* _Activity 1_
Summarize the article about the ComEd trivia fan in two sentences.
* _Activity 2_
Extend the article about the ComEd trivia fan, picking up after its final sentence.

* _Extract to read_

········

Empowering Communities

ComEd Trivia Whiz Pursues His Dream of Competing on Popular Game Shows

January 18, 2018

When Jeremy Nelson was two years old, he sat at his grandmother’s knee in the afternoons to watch game shows on television.

Jeremy Nelson

Jeremy Nelson

“That’s when I started developing a love for trivia,” he says. “We used to watch The Price is Right and The $25,000 Pyramid. We had lots of fun.”

Now an adult, Jeremy keeps the fun going with his friends as a member of The Beatles, a team of trivia fans who compete against other trivia teams in games and tournaments across Chicago. As of this winter, The Beatles are ranked 7th out of 150 teams in Chicago.

Jeremy, who works as a marketing analyst at ComEd, says playing trivia games is his primary after-work hobby. Not only do his trivia skills take him all over Chicago, they’ve also taken him to Los Angeles and New York to compete on the national stage.

In 2014, Jeremy was selected to compete on The Chase, a speed-based trivia-battle show that airs on the Game Show Network. Jeremy auditioned for the show when the scouts visited Chicago. He competed against 40 other potential contestants and aced a 50-question trivia quiz. He filmed in Los Angeles and won more than $26,000.

“Competing on The Chase was pretty exciting,” Jeremy says. “I love playing trivia games and it was a blast to actually get to do that on national TV.”

In 2017, Jeremy rolled the dice again and auditioned for a spot on ABC’s The $100,000 Pyramid, an Emmy Award-winning word-association show that pairs celebrities with players from across the country to compete for $100,000. The show is hosted by Michael Strahan, who also co-hosts Good Morning America on ABC.

For his audition, Jeremy had to play the game with other potential contestants. He was then selected to continue his audition by playing the game via Skype with the scout.

········

* _Supplied material_
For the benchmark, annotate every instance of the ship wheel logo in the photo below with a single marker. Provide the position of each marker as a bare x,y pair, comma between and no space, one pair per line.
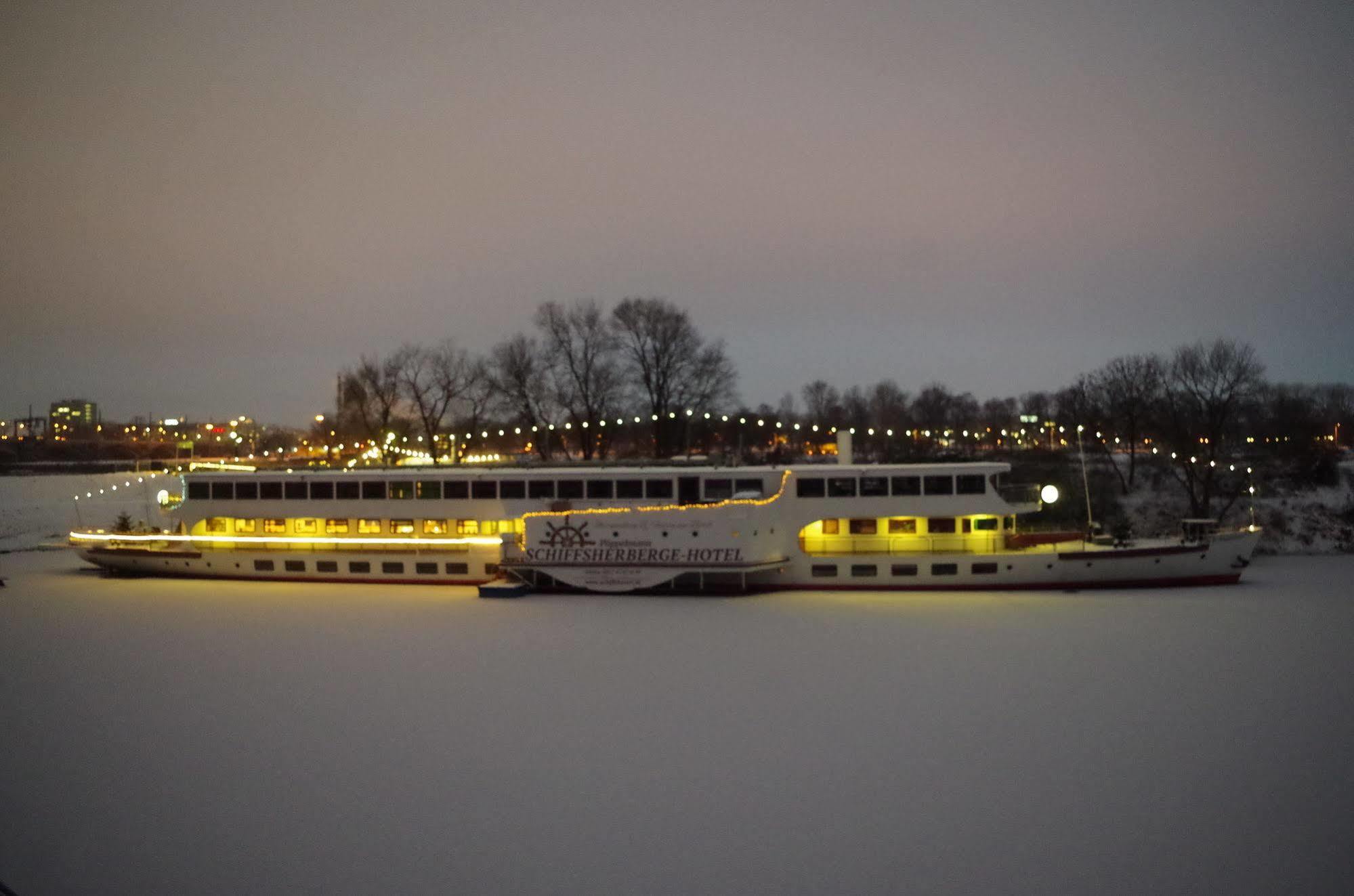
566,536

········

* _Written response 1_
Jeremy Nelson, a marketing analyst at ComEd, began loving trivia while watching game shows with his grandmother as a child, and he now plays with The Beatles, a Chicago trivia team ranked 7th out of 150. He won more than $26,000 on The Chase in 2014, and in 2017 he auditioned for ABC's The $100,000 Pyramid, where he was selected to continue his audition by playing the game with the scout via Skype.

* _Written response 2_
Once selected to compete on the show, Jeremy wasn’t going to leave this competition to chance. He prepared by playing trivia games with his friends, watching old episodes of the show and practicing with his old board game, from when the show was called The $25,000 Pyramid.

He eventually won $19,000 partnering with celebrity chefs Curtis Stone and Rachael Ray.

Jeremy credits his talkative personality and friendly demeanor with helping him through the rough auditions for game shows. Jeremy stresses that authenticity helps contestants stand out from the crowd.

“It’s like any other interview, just be yourself and let your personality shine. Your personality will get you on the show,” he says.

Competing on a national game show is no game. Focus is key.

“Ignore the crowd and the flashing lights and focus on the game,” he says. “Try not to think about anything else. Treat the game like you are playing in your living room amongst friends. Stay calm, engaged and competitive without letting the largeness of the moment overtake you.”

Jeremy is going to pursue other game shows in the future, noting that Jeopardy is his dream show. He sharpens his skills by playing the board game and watching the show regularly, but won’t try to audition for the show just yet.

“I don’t just want to make it to Jeopardy, I want to win and be on the show for a few weeks,” Jeremy says. “When I get there, I plan on staying.”